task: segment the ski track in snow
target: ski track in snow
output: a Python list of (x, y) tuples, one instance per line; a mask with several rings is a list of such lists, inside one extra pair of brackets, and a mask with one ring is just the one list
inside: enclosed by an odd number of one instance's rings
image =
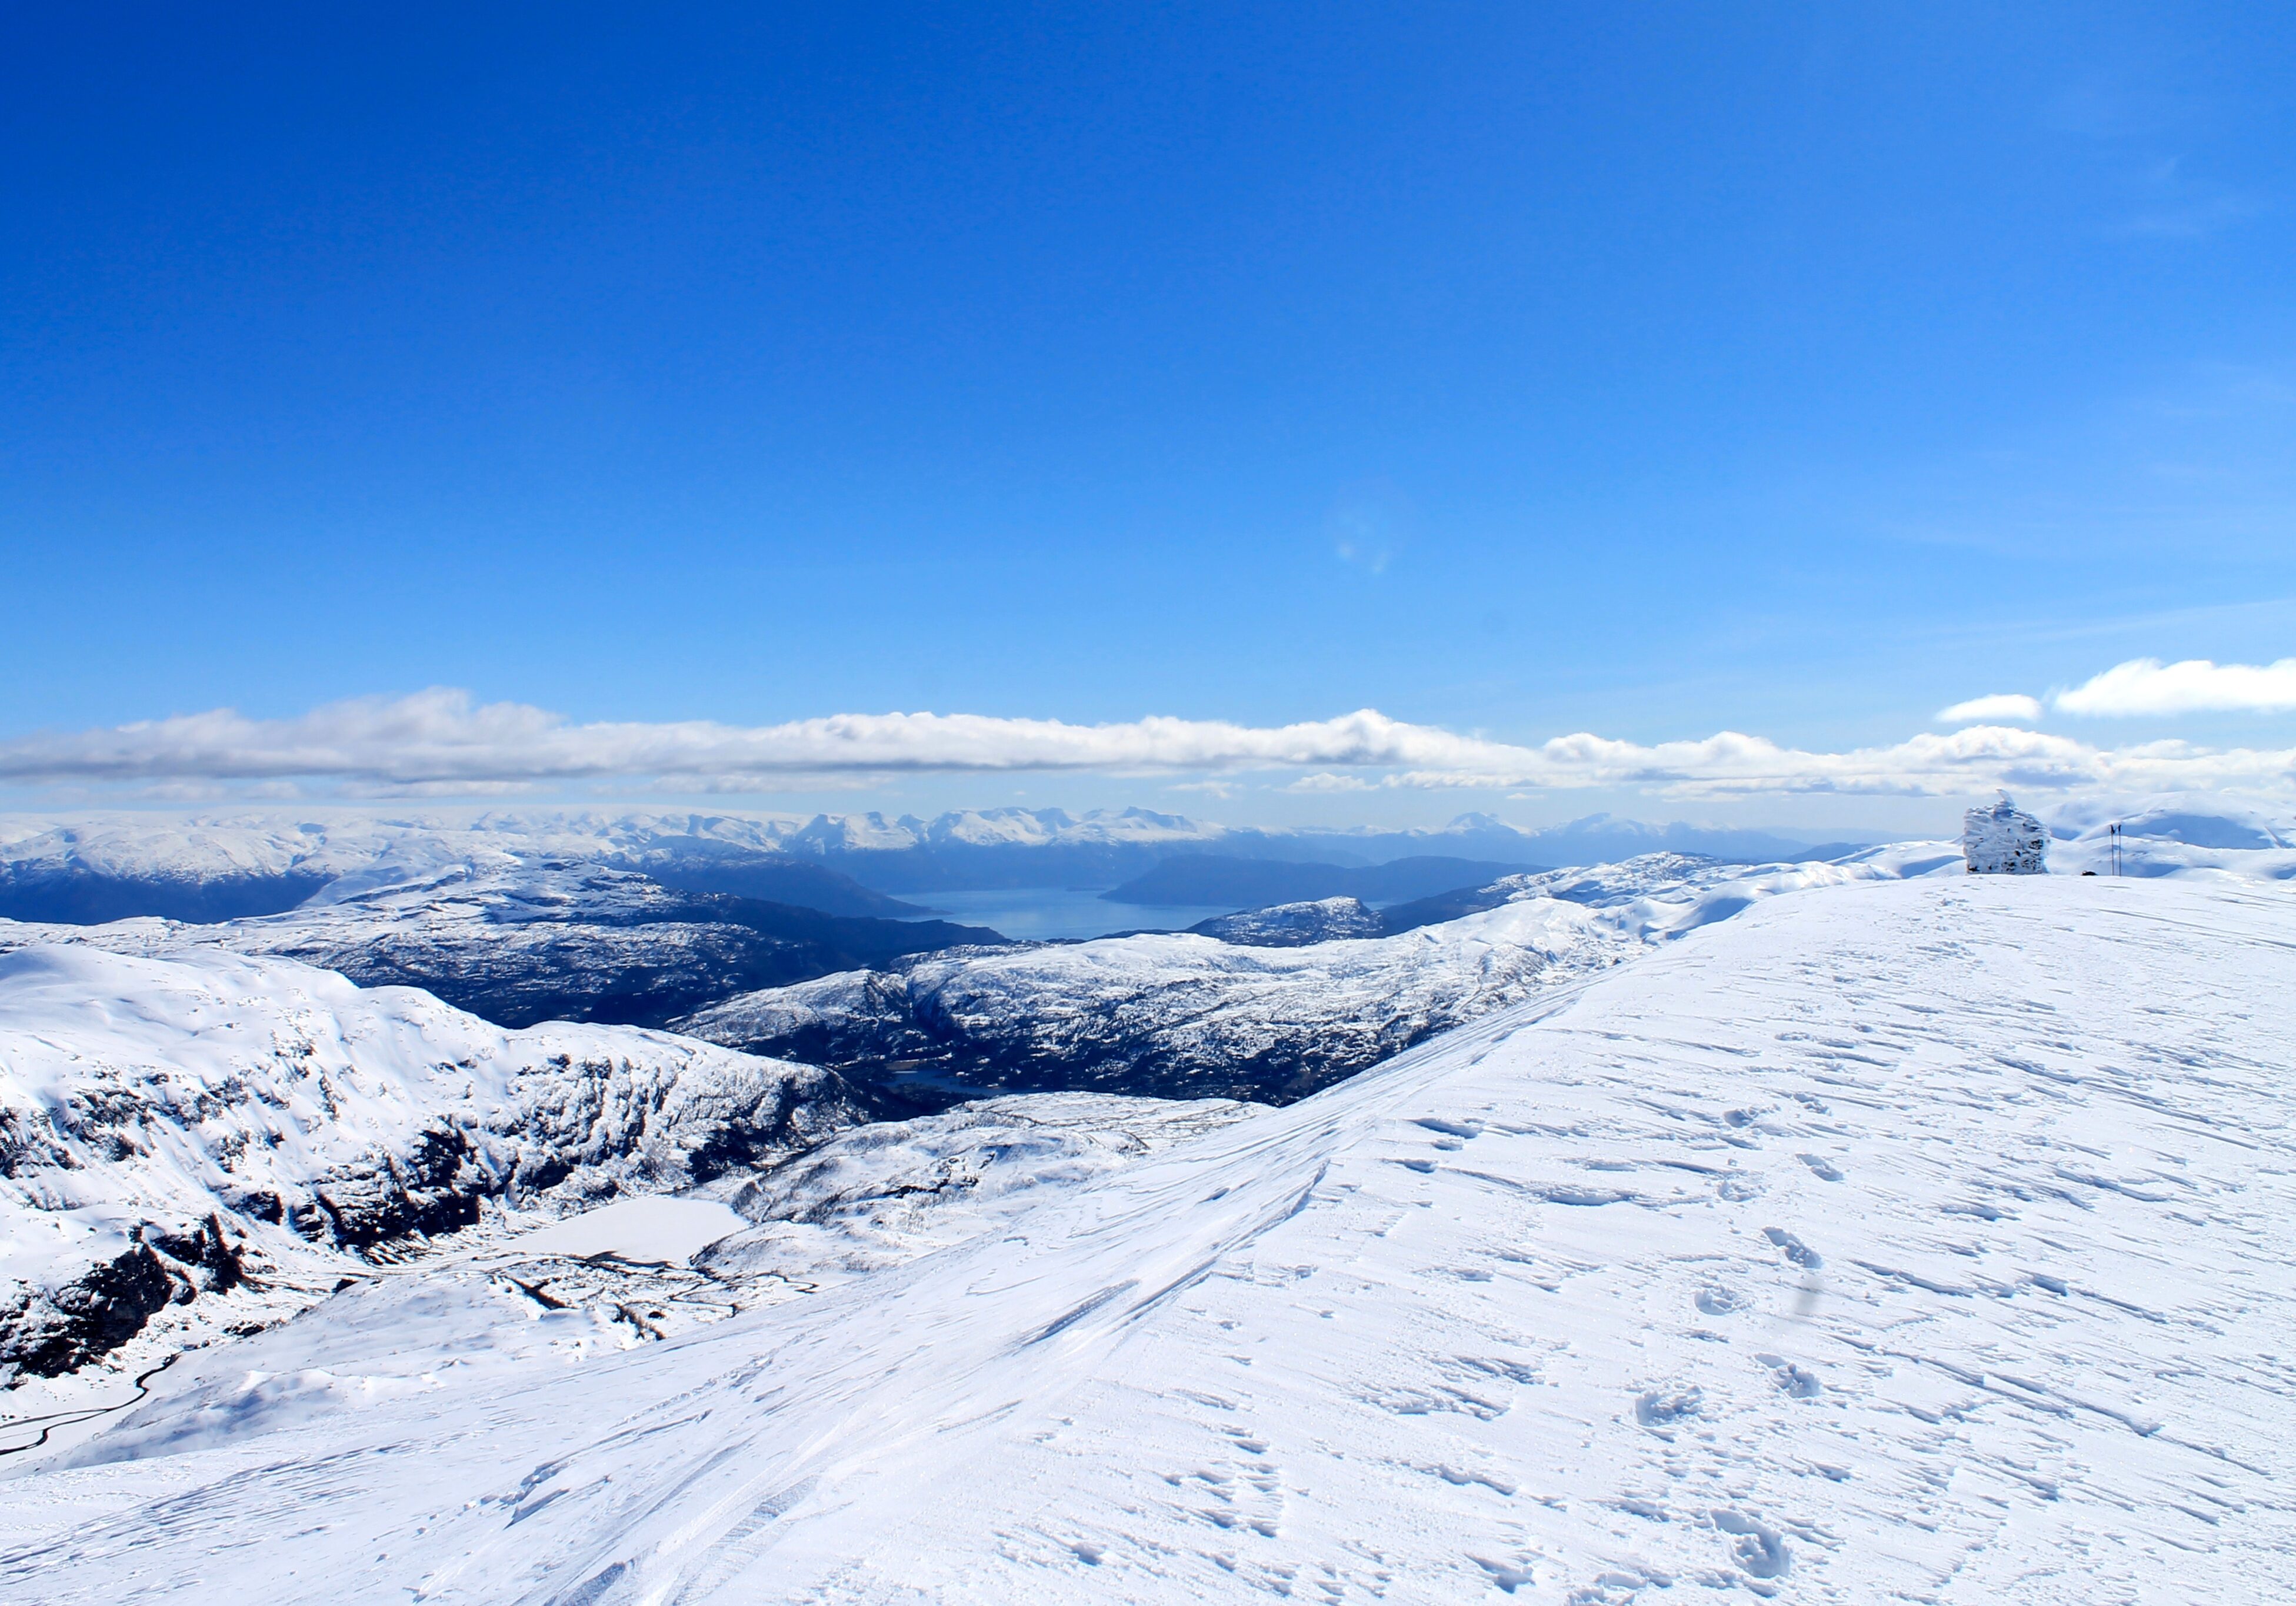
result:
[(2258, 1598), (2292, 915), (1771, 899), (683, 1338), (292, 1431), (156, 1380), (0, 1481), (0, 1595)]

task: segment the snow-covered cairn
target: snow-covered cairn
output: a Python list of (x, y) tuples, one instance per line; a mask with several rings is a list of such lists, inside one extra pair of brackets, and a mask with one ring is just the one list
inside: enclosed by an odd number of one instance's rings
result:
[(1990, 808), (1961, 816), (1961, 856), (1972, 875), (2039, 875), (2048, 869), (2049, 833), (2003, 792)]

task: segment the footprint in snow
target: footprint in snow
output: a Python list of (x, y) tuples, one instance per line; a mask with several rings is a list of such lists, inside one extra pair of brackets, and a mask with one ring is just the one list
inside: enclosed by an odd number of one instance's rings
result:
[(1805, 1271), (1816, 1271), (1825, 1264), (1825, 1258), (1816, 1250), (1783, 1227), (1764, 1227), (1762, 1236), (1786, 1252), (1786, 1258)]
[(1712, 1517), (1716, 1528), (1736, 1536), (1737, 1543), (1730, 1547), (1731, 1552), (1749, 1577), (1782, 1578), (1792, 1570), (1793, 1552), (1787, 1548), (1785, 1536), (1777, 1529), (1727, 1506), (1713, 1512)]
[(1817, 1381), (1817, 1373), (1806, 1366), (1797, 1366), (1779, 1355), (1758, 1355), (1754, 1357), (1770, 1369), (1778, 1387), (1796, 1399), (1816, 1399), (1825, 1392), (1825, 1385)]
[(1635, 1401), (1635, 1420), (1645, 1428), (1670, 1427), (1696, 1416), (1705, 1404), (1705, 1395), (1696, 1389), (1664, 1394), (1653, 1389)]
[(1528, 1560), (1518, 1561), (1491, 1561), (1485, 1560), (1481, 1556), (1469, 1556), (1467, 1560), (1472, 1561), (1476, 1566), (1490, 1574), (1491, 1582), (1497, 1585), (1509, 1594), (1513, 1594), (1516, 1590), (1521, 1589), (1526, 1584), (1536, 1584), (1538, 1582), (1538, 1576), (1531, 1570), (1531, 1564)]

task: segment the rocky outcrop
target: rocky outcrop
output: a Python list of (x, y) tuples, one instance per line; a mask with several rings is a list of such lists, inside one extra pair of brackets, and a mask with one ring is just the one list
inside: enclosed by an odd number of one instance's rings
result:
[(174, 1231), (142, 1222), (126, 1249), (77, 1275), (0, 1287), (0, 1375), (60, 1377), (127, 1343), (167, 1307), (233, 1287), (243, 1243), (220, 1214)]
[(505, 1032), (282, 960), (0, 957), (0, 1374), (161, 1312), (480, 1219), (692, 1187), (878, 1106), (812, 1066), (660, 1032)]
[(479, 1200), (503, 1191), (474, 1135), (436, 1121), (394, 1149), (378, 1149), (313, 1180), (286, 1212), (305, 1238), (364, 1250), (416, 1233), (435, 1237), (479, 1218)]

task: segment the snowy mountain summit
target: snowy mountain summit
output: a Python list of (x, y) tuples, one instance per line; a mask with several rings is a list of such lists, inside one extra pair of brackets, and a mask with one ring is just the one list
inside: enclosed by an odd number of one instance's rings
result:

- [EXERCISE] What you return must be every entry, word for word, without any pictures.

- [EXPECTED OUTPUT]
task: segment the ski track in snow
target: ski track in snow
output: a Python list of (x, y) tuples, one instance per line; a mask with several rings is a list of such lists, inside one extra pair of brackets, and a mask with one ring is just the one list
inside: enclosed by an odd number of one instance's rings
image =
result:
[(2258, 1598), (2292, 915), (1771, 899), (683, 1338), (292, 1431), (156, 1380), (0, 1481), (0, 1595)]

task: segment the snow-covered cairn
target: snow-covered cairn
output: a Python list of (x, y) tuples, one instance per line; a mask with several rings is a list of such lists, inside one extra pair of brackets, and a mask with one ring is just the one list
inside: enclosed by an odd number of one instance's rings
result:
[(1990, 808), (1961, 816), (1961, 856), (1972, 875), (2039, 875), (2048, 869), (2049, 833), (2003, 792)]

task: segment the footprint in snow
target: footprint in snow
output: a Python list of (x, y) tuples, one instance per line; a mask with several rings is a list of such lists, inside one extra pair of brackets, and a mask with one ring is just the one list
inside: enclosed by an odd number of one instance's rings
result:
[(1805, 1271), (1816, 1271), (1825, 1264), (1825, 1258), (1816, 1250), (1783, 1227), (1764, 1227), (1762, 1236), (1786, 1252), (1786, 1258)]
[(1712, 1517), (1716, 1528), (1736, 1536), (1737, 1543), (1730, 1547), (1731, 1552), (1749, 1577), (1782, 1578), (1792, 1570), (1793, 1552), (1787, 1548), (1785, 1536), (1777, 1529), (1727, 1506), (1713, 1512)]
[(1817, 1381), (1817, 1373), (1806, 1366), (1797, 1366), (1779, 1355), (1758, 1355), (1754, 1357), (1770, 1369), (1778, 1387), (1796, 1399), (1816, 1399), (1825, 1392), (1825, 1385)]
[(1635, 1401), (1635, 1420), (1645, 1428), (1670, 1427), (1696, 1416), (1705, 1404), (1705, 1395), (1696, 1389), (1664, 1394), (1653, 1389)]
[(1528, 1560), (1518, 1561), (1491, 1561), (1485, 1560), (1481, 1556), (1469, 1556), (1467, 1560), (1472, 1561), (1476, 1566), (1490, 1574), (1491, 1582), (1497, 1585), (1509, 1594), (1513, 1594), (1516, 1590), (1521, 1589), (1526, 1584), (1536, 1584), (1538, 1582), (1538, 1576), (1531, 1570), (1531, 1564)]

task: segment the rocky outcrop
target: rocky outcrop
output: a Python list of (x, y) tuples, one instance per line; a mask with several rings is a list of such lists, inside one extra pair of brackets, and a mask with one ring is just the one list
inside: enclosed by an odd number of one instance's rings
result:
[(174, 1231), (142, 1222), (126, 1249), (77, 1275), (0, 1287), (0, 1375), (60, 1377), (127, 1343), (167, 1307), (233, 1287), (243, 1243), (220, 1214)]
[(505, 1032), (282, 960), (0, 957), (0, 1374), (161, 1312), (480, 1219), (692, 1187), (878, 1106), (812, 1066), (660, 1032)]
[(479, 1200), (503, 1191), (474, 1135), (436, 1121), (394, 1149), (378, 1149), (313, 1180), (286, 1212), (305, 1238), (364, 1250), (416, 1233), (435, 1237), (479, 1218)]

task: segment the snowy mountain summit
target: snowy mountain summit
output: a Python list of (x, y) tuples, one instance per line; a mask with several rings is a list of such lists, inside one extra pair of brackets, and a mask with one ring is just the one list
inside: enclosed by an odd number of one instance's rings
result:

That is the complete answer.